PROVIDED DATA:
(begin)
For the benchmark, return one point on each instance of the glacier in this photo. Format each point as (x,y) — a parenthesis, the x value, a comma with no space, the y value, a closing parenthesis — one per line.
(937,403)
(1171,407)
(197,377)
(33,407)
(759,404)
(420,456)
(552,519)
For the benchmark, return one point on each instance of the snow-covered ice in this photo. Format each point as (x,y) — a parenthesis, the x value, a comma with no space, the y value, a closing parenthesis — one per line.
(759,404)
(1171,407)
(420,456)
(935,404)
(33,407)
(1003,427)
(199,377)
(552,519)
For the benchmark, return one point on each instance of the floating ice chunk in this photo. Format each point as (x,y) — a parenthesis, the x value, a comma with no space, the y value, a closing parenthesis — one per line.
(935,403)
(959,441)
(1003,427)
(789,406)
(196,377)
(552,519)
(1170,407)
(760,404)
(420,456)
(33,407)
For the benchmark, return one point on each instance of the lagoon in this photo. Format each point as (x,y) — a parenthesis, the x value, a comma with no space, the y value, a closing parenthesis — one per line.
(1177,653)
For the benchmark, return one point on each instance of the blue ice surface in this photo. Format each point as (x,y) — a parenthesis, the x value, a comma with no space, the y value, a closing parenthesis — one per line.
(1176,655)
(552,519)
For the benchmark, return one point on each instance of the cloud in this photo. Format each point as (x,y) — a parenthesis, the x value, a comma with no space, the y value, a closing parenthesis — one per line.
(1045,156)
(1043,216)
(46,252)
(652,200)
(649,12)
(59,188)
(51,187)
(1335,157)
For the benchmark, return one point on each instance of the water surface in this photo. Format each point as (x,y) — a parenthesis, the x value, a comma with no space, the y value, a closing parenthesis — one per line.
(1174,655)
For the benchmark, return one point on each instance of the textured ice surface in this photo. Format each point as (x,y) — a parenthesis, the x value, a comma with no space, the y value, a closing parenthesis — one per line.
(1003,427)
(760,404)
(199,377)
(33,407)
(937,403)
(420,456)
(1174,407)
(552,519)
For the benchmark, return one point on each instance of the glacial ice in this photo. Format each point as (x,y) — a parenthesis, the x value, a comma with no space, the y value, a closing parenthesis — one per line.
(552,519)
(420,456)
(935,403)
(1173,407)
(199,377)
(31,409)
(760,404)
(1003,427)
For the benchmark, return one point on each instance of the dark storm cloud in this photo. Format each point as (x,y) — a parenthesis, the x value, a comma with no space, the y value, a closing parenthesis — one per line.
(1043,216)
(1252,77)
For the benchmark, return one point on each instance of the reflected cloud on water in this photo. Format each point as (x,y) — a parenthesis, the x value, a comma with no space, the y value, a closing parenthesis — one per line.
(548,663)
(end)
INSTRUCTIONS TO FOLLOW: Could you write out again every line from the one containing "of the reflected" up to and including the last line of the items, with 115 added to both the x and the y value of each answer coordinate?

EXERCISE RESPONSE:
For the benchmark, return one point on each instance of the reflected cloud on water in this photo. Format each point as (x,y) — a parenthesis, the x value, a comma with no space, the y value, a closing parenthesis — one per line.
(663,778)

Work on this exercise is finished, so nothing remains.